§ DO THIS: Transcribe the listing below word for word, keeping every line unchanged.

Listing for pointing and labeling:
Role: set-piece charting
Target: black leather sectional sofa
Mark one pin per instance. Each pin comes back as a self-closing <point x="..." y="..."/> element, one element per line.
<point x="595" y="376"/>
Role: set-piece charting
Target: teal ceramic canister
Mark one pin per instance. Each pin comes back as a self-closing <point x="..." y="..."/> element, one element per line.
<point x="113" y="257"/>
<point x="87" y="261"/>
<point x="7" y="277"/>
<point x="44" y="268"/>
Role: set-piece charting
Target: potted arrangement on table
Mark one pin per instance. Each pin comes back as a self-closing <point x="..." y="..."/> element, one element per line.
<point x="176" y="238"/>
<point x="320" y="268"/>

§ SOLVED PROBLEM:
Role: set-piece charting
Target: black leather sectional sofa
Mark one pin per instance. Each pin comes back as a self-closing <point x="..." y="..."/> element, one element per line.
<point x="595" y="376"/>
Role: set-piece charting
Target: teal ceramic canister
Mark one pin per instance. Each pin comes back as a self-closing <point x="..." y="..."/> element, one element per line.
<point x="113" y="257"/>
<point x="87" y="261"/>
<point x="7" y="277"/>
<point x="44" y="268"/>
Role: set-piece charting
Target: potted arrangement on table
Mark one pin per instance. Each pin comes back as a self-closing <point x="..." y="..."/> element, one element per line.
<point x="176" y="238"/>
<point x="320" y="268"/>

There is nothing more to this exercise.